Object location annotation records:
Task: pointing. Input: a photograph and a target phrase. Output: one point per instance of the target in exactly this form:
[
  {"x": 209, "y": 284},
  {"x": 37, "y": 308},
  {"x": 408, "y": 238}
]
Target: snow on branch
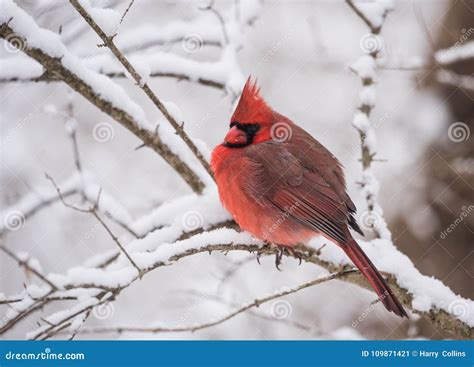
[
  {"x": 373, "y": 14},
  {"x": 109, "y": 43},
  {"x": 46, "y": 48},
  {"x": 194, "y": 224}
]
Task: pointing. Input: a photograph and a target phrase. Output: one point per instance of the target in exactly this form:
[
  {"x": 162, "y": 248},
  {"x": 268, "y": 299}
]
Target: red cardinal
[{"x": 284, "y": 187}]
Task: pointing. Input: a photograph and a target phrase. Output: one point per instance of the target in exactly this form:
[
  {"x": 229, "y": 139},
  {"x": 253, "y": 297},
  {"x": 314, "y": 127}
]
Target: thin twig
[
  {"x": 54, "y": 66},
  {"x": 109, "y": 43},
  {"x": 93, "y": 210},
  {"x": 256, "y": 303}
]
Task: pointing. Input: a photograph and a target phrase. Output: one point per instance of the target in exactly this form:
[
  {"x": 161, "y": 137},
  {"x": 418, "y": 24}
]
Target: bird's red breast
[{"x": 284, "y": 187}]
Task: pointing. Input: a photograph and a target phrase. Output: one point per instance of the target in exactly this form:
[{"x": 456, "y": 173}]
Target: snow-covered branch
[
  {"x": 373, "y": 14},
  {"x": 99, "y": 90}
]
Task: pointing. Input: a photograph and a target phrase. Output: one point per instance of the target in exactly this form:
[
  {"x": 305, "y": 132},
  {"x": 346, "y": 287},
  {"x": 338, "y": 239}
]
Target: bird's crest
[{"x": 252, "y": 108}]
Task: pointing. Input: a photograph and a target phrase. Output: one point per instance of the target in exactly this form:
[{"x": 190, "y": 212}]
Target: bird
[{"x": 284, "y": 187}]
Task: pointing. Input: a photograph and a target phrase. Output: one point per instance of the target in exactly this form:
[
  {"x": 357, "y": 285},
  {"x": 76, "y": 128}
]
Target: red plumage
[{"x": 284, "y": 187}]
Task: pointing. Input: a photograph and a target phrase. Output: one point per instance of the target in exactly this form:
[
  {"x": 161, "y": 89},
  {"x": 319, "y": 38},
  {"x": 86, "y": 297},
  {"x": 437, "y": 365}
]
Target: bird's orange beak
[{"x": 235, "y": 136}]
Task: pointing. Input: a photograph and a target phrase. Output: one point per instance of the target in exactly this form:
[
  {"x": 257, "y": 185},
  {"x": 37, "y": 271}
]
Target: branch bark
[
  {"x": 109, "y": 43},
  {"x": 54, "y": 66}
]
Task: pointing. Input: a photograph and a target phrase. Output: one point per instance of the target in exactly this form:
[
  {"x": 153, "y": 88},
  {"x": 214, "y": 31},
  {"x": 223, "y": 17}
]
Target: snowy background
[{"x": 300, "y": 51}]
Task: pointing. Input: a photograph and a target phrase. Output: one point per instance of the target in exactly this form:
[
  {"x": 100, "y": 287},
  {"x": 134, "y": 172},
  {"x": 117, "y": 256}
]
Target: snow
[
  {"x": 456, "y": 53},
  {"x": 374, "y": 11},
  {"x": 107, "y": 19},
  {"x": 51, "y": 44},
  {"x": 179, "y": 147},
  {"x": 365, "y": 67},
  {"x": 165, "y": 223},
  {"x": 427, "y": 292}
]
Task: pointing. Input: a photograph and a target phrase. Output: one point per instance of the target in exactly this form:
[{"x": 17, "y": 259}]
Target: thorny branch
[
  {"x": 256, "y": 303},
  {"x": 55, "y": 67}
]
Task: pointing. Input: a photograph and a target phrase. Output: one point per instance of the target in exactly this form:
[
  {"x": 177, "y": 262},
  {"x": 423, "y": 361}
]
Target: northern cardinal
[{"x": 281, "y": 185}]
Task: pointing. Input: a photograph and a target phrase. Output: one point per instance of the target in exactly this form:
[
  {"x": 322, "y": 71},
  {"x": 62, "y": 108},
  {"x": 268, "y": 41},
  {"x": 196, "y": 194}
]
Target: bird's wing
[{"x": 308, "y": 197}]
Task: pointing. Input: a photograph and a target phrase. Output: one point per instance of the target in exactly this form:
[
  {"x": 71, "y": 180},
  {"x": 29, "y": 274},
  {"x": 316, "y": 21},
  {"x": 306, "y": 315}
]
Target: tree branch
[
  {"x": 242, "y": 309},
  {"x": 54, "y": 66},
  {"x": 108, "y": 41}
]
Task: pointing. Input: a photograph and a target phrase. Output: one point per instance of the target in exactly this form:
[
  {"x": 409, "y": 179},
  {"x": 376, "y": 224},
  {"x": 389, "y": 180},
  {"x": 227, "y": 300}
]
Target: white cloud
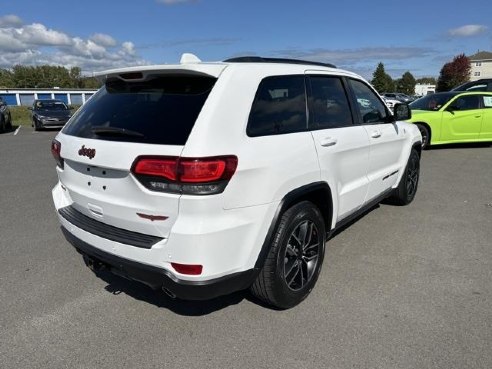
[
  {"x": 128, "y": 48},
  {"x": 103, "y": 39},
  {"x": 10, "y": 21},
  {"x": 468, "y": 30},
  {"x": 36, "y": 44},
  {"x": 38, "y": 34}
]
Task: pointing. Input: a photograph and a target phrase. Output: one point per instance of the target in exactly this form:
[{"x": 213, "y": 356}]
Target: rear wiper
[{"x": 115, "y": 131}]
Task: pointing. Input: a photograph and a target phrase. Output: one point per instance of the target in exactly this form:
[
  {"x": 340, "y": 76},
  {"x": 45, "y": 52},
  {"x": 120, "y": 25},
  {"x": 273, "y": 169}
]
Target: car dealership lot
[{"x": 406, "y": 287}]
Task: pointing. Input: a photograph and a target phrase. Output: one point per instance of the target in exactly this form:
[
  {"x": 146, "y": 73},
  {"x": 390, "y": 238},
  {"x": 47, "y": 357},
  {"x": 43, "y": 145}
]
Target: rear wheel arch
[
  {"x": 318, "y": 193},
  {"x": 429, "y": 132}
]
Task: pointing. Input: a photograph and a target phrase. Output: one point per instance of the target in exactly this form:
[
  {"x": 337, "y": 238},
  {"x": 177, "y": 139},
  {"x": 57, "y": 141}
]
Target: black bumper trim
[
  {"x": 106, "y": 231},
  {"x": 157, "y": 278}
]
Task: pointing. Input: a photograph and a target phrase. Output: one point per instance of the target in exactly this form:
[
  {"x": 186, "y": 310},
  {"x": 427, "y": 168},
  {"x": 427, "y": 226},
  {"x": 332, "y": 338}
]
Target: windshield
[
  {"x": 161, "y": 110},
  {"x": 51, "y": 105},
  {"x": 432, "y": 102}
]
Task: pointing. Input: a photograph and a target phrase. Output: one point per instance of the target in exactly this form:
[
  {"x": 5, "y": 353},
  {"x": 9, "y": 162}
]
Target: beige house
[{"x": 481, "y": 65}]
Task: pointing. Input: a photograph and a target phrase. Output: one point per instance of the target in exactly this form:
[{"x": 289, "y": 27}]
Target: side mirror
[{"x": 401, "y": 111}]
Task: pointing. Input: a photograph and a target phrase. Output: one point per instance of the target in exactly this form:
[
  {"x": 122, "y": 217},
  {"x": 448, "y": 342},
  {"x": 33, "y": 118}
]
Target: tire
[
  {"x": 424, "y": 131},
  {"x": 295, "y": 258},
  {"x": 407, "y": 188}
]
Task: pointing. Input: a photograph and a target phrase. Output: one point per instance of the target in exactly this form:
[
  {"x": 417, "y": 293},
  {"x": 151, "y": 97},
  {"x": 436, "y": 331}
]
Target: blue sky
[{"x": 416, "y": 36}]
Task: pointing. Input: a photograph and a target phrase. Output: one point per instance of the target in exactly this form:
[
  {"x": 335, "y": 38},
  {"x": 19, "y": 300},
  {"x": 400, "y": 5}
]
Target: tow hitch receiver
[{"x": 93, "y": 264}]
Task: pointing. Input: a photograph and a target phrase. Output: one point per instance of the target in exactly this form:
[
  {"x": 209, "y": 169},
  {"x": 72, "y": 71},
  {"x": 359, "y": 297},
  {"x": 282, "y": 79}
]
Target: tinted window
[
  {"x": 487, "y": 102},
  {"x": 432, "y": 102},
  {"x": 162, "y": 110},
  {"x": 328, "y": 103},
  {"x": 371, "y": 108},
  {"x": 279, "y": 107},
  {"x": 51, "y": 105},
  {"x": 466, "y": 103}
]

Problem:
Pick out every line in the records above that contains the word "branch" and copy each one. Case matters.

Expected answer:
Target: snow on branch
Target: snow-covered branch
Target: branch bark
Target: thorny branch
Target: tree branch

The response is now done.